TASK PROMPT:
In the IMF public investment article, reproduce word for word the passage from "Fund officials, especially" up to and including "about debt levels.".

GIVEN TEXT:
Public Investment Key To Covid-19 Recovery: IMF
Public investment should play a "central role" in boosting the economies of emerging and advanced economies as they struggle to recover from the coronavirus downturn, the IMF said Monday.
With interest rates at rock bottom around the world, the Washington-based crisis lender said now is the time for governments to take action to create jobs by reviving delayed infrastructure projects and tackling new ones, as well as by investing in maintenance.
"We are in this unprecedented situation of very low cost of borrowing, crumbling infrastructure, even in the advanced economies," said Paolo Mauro, head of the IMF's fiscal affairs department. "Public investment can provide that support to economic activity and job creation that is needed."
Fund officials, especially IMF chief Kristalina Georgieva, since the start of the pandemic have been stressing the need to ramp up spending to buffer against the impact of the sharp global downturn, an unusual stance for the organization that has long preached fiscal responsibility and caution about debt levels.
But even before the pandemic, public investment "had been weak for over a decade, despite crumbling roads and bridges in some advanced economies and massive infrastructure needs for transportation, clean water, sanitation" in poorer nations, the IMF said in a report released ahead of its annual meeting next week.
With many countries still fighting off Covid-19 and many people who lost their jobs amid the pandemic looking for work, the IMF estimates that every $1 million spent on traditional infrastructure creates two to eight jobs, while the same amount spent on research, development and green technology can create five to 14 new positions.
Boosting public investment by just one percent of GDP could create between two and three million jobs in the European Union, and nearly two million jobs in the United States, Mauro said.
And when governments start investing more, the IMF expects the private sector to follow.
Assuming investments are of "high quality," the IMF said increasing public investment by one percent of GDP could raise private investment by 10 percent, employment by 1.2 percent, and GDP by 2.7 percent, as well as shoring up overall confidence in the recovery.
The IMF encouraged governments to take a second look at projects that had been delayed in the past and plan new ones focused on their needs after the pandemic is over, but also encouraged economies of all sizes not to neglect existing infrastructure.
"We do have a lot of opportunities or valuable maintenance in investments, not just in poor countries. But also, in fact, even more in the advanced economies," Mauro said.
He pointed to France, where a quarter of drinkable water pipes are at the age where they should be replaced.
And the average age of us bridges is 45 years, nearing the end of their typical 50-year lifespan, Mauro said.
"There's a lot of maintenance that would have needed to be done even aside from the pandemic. And maintenance investment is very labor intensive, it creates a lot of jobs and it can be activated very quickly," he said.
The fund cautioned poorer countries to be careful with public investment, as they do not have as broad an access to finances as wealthier nations.
The coronavirus pandemic has caused an economic slowdown the IMF has dubbed the "Great Lockdown," forecasting earlier this year global GDP would shrink 4.9 percent.

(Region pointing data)
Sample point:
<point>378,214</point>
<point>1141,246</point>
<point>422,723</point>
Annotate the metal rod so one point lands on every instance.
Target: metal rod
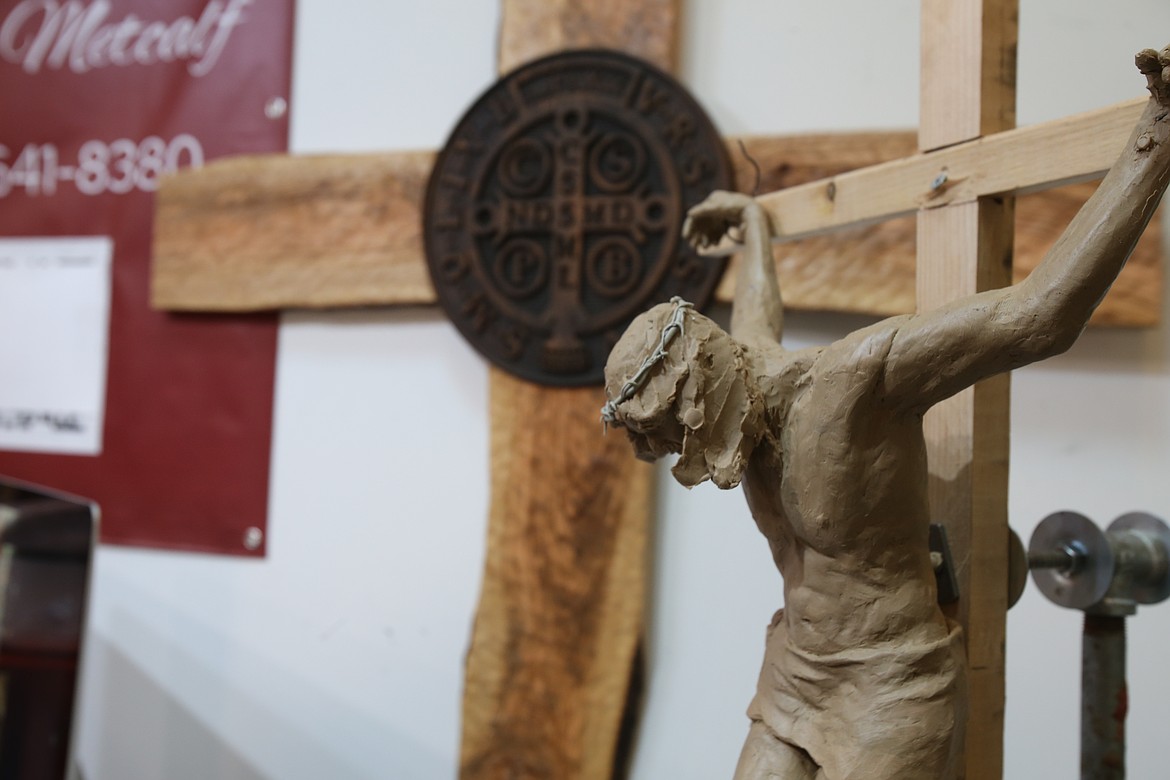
<point>1105,698</point>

SOLUTION TO THE PROBLEM:
Fund officials, especially IMF chief Kristalina Georgieva, since the start of the pandemic have been stressing the need to ramp up spending to buffer against the impact of the sharp global downturn, an unusual stance for the organization that has long preached fiscal responsibility and caution about debt levels.